# Stored items
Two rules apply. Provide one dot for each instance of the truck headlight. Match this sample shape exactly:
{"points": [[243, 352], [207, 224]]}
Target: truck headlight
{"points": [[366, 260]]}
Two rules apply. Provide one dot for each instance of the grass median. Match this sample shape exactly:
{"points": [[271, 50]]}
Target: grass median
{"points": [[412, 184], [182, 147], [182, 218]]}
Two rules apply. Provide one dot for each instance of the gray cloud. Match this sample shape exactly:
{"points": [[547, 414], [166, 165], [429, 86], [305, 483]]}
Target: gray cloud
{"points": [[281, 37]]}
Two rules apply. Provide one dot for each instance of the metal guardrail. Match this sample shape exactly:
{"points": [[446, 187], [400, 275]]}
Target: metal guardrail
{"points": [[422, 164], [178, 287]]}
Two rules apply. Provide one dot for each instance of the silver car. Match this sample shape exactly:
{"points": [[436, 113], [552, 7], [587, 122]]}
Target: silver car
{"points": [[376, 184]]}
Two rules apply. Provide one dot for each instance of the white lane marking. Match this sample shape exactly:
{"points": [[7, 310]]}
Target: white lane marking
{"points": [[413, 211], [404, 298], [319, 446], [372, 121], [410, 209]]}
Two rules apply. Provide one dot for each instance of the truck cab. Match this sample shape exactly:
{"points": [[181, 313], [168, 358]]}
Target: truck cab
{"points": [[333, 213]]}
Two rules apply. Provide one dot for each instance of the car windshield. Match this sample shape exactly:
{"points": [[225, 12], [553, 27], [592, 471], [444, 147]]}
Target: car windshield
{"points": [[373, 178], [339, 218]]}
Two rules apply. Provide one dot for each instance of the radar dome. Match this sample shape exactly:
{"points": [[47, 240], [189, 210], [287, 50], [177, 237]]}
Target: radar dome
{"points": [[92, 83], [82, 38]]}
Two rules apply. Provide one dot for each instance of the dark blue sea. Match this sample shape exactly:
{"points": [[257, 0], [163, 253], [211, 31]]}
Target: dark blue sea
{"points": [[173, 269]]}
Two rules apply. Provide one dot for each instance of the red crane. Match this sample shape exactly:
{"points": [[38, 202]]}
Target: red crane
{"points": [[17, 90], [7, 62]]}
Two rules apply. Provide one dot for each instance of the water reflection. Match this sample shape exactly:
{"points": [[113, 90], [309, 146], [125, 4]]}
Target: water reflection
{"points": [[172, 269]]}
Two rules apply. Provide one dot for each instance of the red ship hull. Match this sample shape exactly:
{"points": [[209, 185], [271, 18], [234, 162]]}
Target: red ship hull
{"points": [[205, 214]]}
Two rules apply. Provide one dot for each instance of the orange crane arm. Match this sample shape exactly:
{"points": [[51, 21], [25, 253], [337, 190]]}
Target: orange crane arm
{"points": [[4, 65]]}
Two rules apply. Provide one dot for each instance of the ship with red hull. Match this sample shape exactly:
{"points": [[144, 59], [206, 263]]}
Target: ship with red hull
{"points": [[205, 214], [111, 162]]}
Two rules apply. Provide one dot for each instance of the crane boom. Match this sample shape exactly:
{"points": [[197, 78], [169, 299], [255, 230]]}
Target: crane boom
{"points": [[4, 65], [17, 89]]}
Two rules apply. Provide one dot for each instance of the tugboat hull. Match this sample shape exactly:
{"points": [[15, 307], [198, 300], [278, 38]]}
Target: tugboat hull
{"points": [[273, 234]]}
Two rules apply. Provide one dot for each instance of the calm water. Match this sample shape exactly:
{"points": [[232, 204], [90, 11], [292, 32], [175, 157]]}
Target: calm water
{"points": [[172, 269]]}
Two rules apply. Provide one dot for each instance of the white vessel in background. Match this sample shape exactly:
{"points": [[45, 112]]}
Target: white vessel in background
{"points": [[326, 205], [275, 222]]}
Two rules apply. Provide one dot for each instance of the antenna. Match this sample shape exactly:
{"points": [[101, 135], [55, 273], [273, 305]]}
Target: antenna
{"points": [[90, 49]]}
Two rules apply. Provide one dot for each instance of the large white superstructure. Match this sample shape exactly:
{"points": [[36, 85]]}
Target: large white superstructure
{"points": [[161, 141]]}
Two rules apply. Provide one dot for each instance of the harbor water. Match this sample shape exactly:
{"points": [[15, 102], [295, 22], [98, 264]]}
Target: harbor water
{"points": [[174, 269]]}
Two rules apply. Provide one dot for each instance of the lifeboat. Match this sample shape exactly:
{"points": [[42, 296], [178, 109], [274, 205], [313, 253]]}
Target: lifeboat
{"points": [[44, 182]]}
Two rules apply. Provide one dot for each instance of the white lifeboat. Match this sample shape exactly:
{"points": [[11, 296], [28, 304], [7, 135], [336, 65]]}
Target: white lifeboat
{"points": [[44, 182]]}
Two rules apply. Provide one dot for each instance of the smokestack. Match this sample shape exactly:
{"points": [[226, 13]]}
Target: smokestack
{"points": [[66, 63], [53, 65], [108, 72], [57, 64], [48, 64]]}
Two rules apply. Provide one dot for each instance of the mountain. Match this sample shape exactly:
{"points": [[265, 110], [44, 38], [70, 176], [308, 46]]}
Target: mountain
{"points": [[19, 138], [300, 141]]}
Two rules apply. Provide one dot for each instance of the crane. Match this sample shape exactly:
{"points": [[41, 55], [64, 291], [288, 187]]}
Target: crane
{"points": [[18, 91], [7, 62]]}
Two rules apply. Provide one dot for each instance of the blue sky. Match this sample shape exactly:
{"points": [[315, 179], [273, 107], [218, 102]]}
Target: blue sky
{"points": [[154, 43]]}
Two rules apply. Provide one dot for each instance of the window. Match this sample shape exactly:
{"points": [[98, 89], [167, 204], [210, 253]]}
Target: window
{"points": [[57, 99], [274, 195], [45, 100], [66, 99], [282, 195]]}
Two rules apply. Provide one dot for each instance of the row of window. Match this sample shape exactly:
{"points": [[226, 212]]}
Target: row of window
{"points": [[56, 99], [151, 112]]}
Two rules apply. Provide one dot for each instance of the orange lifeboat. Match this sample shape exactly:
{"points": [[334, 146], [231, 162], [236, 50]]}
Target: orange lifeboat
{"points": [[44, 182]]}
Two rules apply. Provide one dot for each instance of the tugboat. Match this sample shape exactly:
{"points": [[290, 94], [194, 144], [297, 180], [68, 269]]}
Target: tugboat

# REQUIRED WORK
All the data above should be restated in full, exactly.

# REPLY TO THE TASK
Two rules apply. Provide one dot for each instance of the truck headlight. Match this sample shape exactly:
{"points": [[243, 352], [207, 224]]}
Target: truck headlight
{"points": [[366, 260]]}
Two rules apply. Provide one dot for each instance of the grass median. Match this sample shape exactly:
{"points": [[271, 50]]}
Target: grass median
{"points": [[412, 184], [182, 147], [182, 218]]}
Two rules apply. Provide one dot for each instance of the gray cloud. Match this sample shape exactly:
{"points": [[547, 414], [166, 165], [429, 86], [305, 483]]}
Target: gray cloud
{"points": [[281, 37]]}
Two rules apply. Provide one dot for each instance of the metal guardrail. Match this sample shape exactly:
{"points": [[446, 187], [400, 275]]}
Target: metal guardrail
{"points": [[422, 164], [178, 287]]}
Two rules apply. Provide one dot for each instance of the silver car. Match this sample shape exactly:
{"points": [[436, 113], [552, 7], [587, 122]]}
Target: silver car
{"points": [[376, 184]]}
Two rules apply. Provide one dot for each instance of the white lane marking. Match this sample shape exactly:
{"points": [[7, 310]]}
Target: white lane marking
{"points": [[413, 211], [404, 298], [319, 446], [372, 121], [410, 209]]}
Two rules apply. Provide one dot for each instance of the truck cab. Match this sample shape exactly:
{"points": [[181, 313], [168, 358]]}
Target: truck cab
{"points": [[333, 213]]}
Two rules apply. Provide one dot for each instance of the car windshield. Match this sample shape exactly:
{"points": [[225, 12], [553, 27], [592, 471], [444, 147]]}
Target: car windshield
{"points": [[373, 178], [339, 218]]}
Two rules apply. Provide one dot for each instance of the radar dome. Match this sample shape exactly:
{"points": [[47, 240], [189, 210], [287, 50], [177, 237]]}
Target: radar dome
{"points": [[92, 83], [82, 38]]}
Two rules apply. Provide one dot for each instance of the dark blue sea. Match this sample shape exactly:
{"points": [[257, 0], [163, 253], [211, 31]]}
Target: dark blue sea
{"points": [[173, 269]]}
Two rules apply. Provide one dot for each instance of the red crane. Match this sample shape exactly:
{"points": [[38, 202]]}
Target: red crane
{"points": [[17, 90], [7, 62]]}
Two rules apply. Provide one dot for each instance of the water reflection. Match this sample shape exactly:
{"points": [[113, 90], [309, 146], [125, 4]]}
Target: water reflection
{"points": [[172, 269]]}
Two rules apply. Provide one dot for each instance of the red ship hull. Match this sample shape exactly:
{"points": [[209, 185], [271, 18], [234, 162]]}
Target: red ship hull
{"points": [[205, 214]]}
Two rules apply. Provide one dot for each instance of the orange crane arm. Match this sample shape exactly:
{"points": [[51, 21], [25, 253], [337, 190]]}
Target: orange crane arm
{"points": [[4, 65]]}
Two rules apply. Provide one dot for each instance of the ship with red hull. Match this sample shape exactly:
{"points": [[144, 59], [206, 263]]}
Target: ship with red hull
{"points": [[205, 214], [111, 162]]}
Two rules apply. Provide one dot for each instance of the crane boom. Match this sample shape exactly:
{"points": [[197, 78], [169, 299], [255, 230]]}
Target: crane boom
{"points": [[4, 65], [17, 89]]}
Two rules apply. Provide one dot for each instance of the tugboat hull. Match this sample shape exactly:
{"points": [[15, 307], [198, 300], [278, 38]]}
Target: tugboat hull
{"points": [[273, 234]]}
Two rules apply. Provide one dot for each instance of the calm water. Match this sample shape exactly:
{"points": [[232, 204], [90, 11], [292, 32], [175, 157]]}
Target: calm water
{"points": [[172, 269]]}
Two rules apply. Provide one dot for each instance of the white vessel in background. Match this sample shape exactly:
{"points": [[45, 112]]}
Target: white vessel in background
{"points": [[326, 205], [275, 222]]}
Two rules apply. Provide one dot for each instance of the antenna. Match this sample shape exactly:
{"points": [[101, 135], [55, 273], [273, 305]]}
Target: antenna
{"points": [[90, 49]]}
Two rules apply. Provide one dot for each instance of the large white superstructure. Match this sample shape exactly:
{"points": [[36, 85]]}
Target: large white superstructure
{"points": [[161, 141]]}
Two rules apply. Provide one dot for each instance of the harbor water. Match this sample shape exactly:
{"points": [[15, 102], [295, 22], [98, 264]]}
Target: harbor water
{"points": [[174, 269]]}
Two rules apply. Provide one dot for each instance of the lifeboat. Match this sample shape exactly:
{"points": [[42, 296], [178, 109], [274, 205], [313, 253]]}
Target: lifeboat
{"points": [[44, 182]]}
Two rules apply. Provide one dot for each instance of the white lifeboat. Match this sample shape exactly:
{"points": [[11, 296], [28, 304], [7, 135], [336, 65]]}
Target: white lifeboat
{"points": [[44, 182]]}
Two rules apply. Provide one dot for each instance of the smokestack. Match this sample shape exactly:
{"points": [[226, 13]]}
Target: smokestack
{"points": [[66, 63], [53, 65], [108, 72], [57, 64], [48, 64]]}
Two rules apply. Provide one dot for each instance of the mountain. Match this sample shape exactly:
{"points": [[265, 110], [44, 38], [70, 176], [308, 46]]}
Target: mountain
{"points": [[19, 138], [300, 141]]}
Two rules apply. Provide one dot for each instance of the crane. Match this sample shape exactly:
{"points": [[41, 55], [64, 291], [288, 187]]}
Target: crane
{"points": [[18, 91], [7, 62]]}
Two rules apply. Provide one dot for each instance of the blue sky. Match this sample shape exactly:
{"points": [[315, 179], [273, 107], [218, 102]]}
Target: blue sky
{"points": [[154, 43]]}
Two rules apply. Provide one dot for each instance of the window. Match this sample shape exactly:
{"points": [[98, 89], [167, 204], [210, 253]]}
Target: window
{"points": [[57, 99], [274, 195], [45, 100], [66, 99], [282, 195]]}
Two rules apply. Provide one dot for each instance of the row of window. Match this sample shape exactly:
{"points": [[226, 212]]}
Target: row of window
{"points": [[56, 99], [151, 112]]}
Two rules apply. Provide one dot for each instance of the orange lifeboat. Match this sample shape exactly:
{"points": [[334, 146], [231, 162], [236, 50]]}
Target: orange lifeboat
{"points": [[44, 182]]}
Two rules apply. Provide one dot for each instance of the tugboat. Match this sample shape exactly:
{"points": [[290, 94], [194, 144], [297, 180], [68, 269]]}
Target: tugboat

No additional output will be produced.